• TASK DETAILS:
Reproduce every line of the material that follows verbatim, without any alteration.

• Outline annotation records:

════════════════

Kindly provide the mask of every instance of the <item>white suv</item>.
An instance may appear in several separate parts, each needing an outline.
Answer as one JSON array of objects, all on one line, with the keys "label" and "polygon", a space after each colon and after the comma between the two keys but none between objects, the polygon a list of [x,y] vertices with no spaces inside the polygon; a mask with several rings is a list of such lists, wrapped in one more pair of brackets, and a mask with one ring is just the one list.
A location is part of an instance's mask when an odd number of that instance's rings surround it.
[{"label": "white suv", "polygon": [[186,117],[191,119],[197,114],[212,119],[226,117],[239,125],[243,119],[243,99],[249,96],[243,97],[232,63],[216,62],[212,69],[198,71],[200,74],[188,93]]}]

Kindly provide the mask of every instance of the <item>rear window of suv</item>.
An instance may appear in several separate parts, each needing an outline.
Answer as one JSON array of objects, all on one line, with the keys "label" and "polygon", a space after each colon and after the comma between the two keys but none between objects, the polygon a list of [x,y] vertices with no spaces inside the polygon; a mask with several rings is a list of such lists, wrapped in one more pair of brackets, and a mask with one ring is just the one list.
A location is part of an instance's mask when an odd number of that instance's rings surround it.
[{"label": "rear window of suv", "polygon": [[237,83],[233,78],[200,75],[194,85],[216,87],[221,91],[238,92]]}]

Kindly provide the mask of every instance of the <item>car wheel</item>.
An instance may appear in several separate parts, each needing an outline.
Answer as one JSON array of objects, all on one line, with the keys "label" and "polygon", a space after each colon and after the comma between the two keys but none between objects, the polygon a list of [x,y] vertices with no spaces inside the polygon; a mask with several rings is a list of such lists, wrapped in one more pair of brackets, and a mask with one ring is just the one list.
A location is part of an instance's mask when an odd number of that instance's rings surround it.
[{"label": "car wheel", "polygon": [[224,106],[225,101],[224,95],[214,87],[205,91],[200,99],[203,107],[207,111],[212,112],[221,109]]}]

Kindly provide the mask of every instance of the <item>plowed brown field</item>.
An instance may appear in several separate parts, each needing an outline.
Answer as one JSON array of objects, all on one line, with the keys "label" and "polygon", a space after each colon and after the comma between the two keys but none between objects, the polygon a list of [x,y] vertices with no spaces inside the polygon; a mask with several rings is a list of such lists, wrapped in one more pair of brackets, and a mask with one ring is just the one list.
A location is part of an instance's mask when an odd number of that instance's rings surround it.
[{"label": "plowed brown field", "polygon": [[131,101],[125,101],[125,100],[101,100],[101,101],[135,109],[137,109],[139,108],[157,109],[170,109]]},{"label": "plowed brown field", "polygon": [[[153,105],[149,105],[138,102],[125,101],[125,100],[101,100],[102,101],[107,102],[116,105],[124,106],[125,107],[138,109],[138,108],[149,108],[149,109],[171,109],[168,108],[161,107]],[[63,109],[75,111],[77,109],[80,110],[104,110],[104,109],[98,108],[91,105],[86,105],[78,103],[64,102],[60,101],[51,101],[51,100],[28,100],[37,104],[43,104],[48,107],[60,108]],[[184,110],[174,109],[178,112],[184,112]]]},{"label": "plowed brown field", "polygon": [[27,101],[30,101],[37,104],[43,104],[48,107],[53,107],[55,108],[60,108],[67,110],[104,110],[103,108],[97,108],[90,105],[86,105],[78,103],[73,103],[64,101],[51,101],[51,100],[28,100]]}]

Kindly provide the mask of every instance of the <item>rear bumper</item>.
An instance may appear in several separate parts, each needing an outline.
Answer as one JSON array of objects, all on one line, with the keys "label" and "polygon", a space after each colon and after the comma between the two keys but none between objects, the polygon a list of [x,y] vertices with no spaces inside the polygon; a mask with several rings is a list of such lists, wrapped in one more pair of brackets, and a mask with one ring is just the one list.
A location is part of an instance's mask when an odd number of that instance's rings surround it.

════════════════

• ANSWER FOR THIS EXERCISE:
Kindly provide the mask of every instance of the <item>white suv</item>.
An instance may appear in several separate parts, each needing an outline.
Answer as one JSON array of objects, all on one line, with the keys "label" and "polygon", a space after each colon and after the comma between the two keys but none between objects, the polygon a list of [x,y] vertices with no spaces inside the polygon; a mask with several rings is a list of such lists, wrapped in one more pair of brackets, and a mask with one ring is just the one list.
A location is part of an instance's mask when an odd number of that instance's rings surround it.
[{"label": "white suv", "polygon": [[186,117],[191,119],[197,114],[212,119],[226,117],[239,125],[243,119],[243,99],[249,96],[243,97],[232,63],[216,62],[212,69],[198,71],[200,74],[188,93]]}]

Kindly provide the mask of every instance of the <item>rear window of suv</item>.
An instance may appear in several separate parts, each needing an outline.
Answer as one JSON array of objects, all on one line, with the keys "label" and "polygon", a space after each colon and after the comma between the two keys but none between objects, the polygon a list of [x,y] vertices with no spaces inside the polygon; a mask with several rings is a list of such lists, wrapped in one more pair of brackets, and a mask with one ring is just the one list.
A location is part of an instance's mask when an odd number of that instance's rings surround it.
[{"label": "rear window of suv", "polygon": [[237,83],[233,78],[200,75],[194,85],[216,87],[221,91],[238,92]]}]

Kindly provide the mask of every instance of the <item>car wheel</item>.
An instance may appear in several separate parts, each needing an outline.
Answer as one JSON array of objects, all on one line, with the keys "label" and "polygon", a space after each colon and after the comma between the two keys but none between objects, the polygon a list of [x,y] vertices with no spaces inside the polygon; a mask with several rings is a list of such lists, wrapped in one more pair of brackets, and a mask with one ring is just the one list.
A location is part of an instance's mask when an odd number of that instance's rings surround it.
[{"label": "car wheel", "polygon": [[224,106],[225,101],[224,95],[214,87],[205,91],[200,99],[203,107],[207,111],[212,112],[221,109]]}]

Kindly provide the mask of every instance of the <item>plowed brown field</item>.
An instance may appear in several separate parts, each needing an outline.
Answer as one JSON array of objects, all on one line, with the keys "label" and "polygon", a space after each colon and after the comma between the two keys but none between objects, the polygon a list of [x,y] vertices with no spaces inside the polygon; a mask with several rings is a list of such lists, wrapped in one more pair of brackets, and a mask with one ring is just the one list.
A location is part of an instance's mask when an odd number of that instance's rings surround it.
[{"label": "plowed brown field", "polygon": [[131,101],[125,101],[125,100],[101,100],[101,101],[135,109],[137,109],[139,108],[157,109],[170,109]]},{"label": "plowed brown field", "polygon": [[[153,105],[149,105],[138,102],[125,101],[125,100],[101,100],[102,101],[107,102],[116,105],[124,106],[125,107],[138,109],[138,108],[149,108],[149,109],[171,109],[168,108],[161,107]],[[63,109],[75,111],[77,109],[80,110],[104,110],[104,109],[98,108],[91,105],[86,105],[78,103],[64,102],[60,101],[51,101],[51,100],[28,100],[37,104],[43,104],[48,107],[60,108]],[[184,110],[174,109],[178,112],[184,112]]]},{"label": "plowed brown field", "polygon": [[27,101],[30,101],[37,104],[43,104],[48,107],[53,107],[55,108],[60,108],[67,110],[104,110],[103,108],[97,108],[90,105],[86,105],[78,103],[73,103],[64,101],[51,101],[51,100],[28,100]]}]

Kindly provide the mask of every instance of the <item>rear bumper</item>.
An instance may appear in several separate parts, each needing an outline.
Answer as one JSON array of objects, all on one line, with the keys "label" and "polygon", a space after each colon and after the comma between the two keys but none between objects, the polygon a list of [x,y] vertices with no spaces inside the polygon; a mask with several rings is a list of such lists, wrapped in one more pair of brackets, and a mask with one ring is just the one list.
A location is part of an instance's mask when an odd number of that instance's rings surround it.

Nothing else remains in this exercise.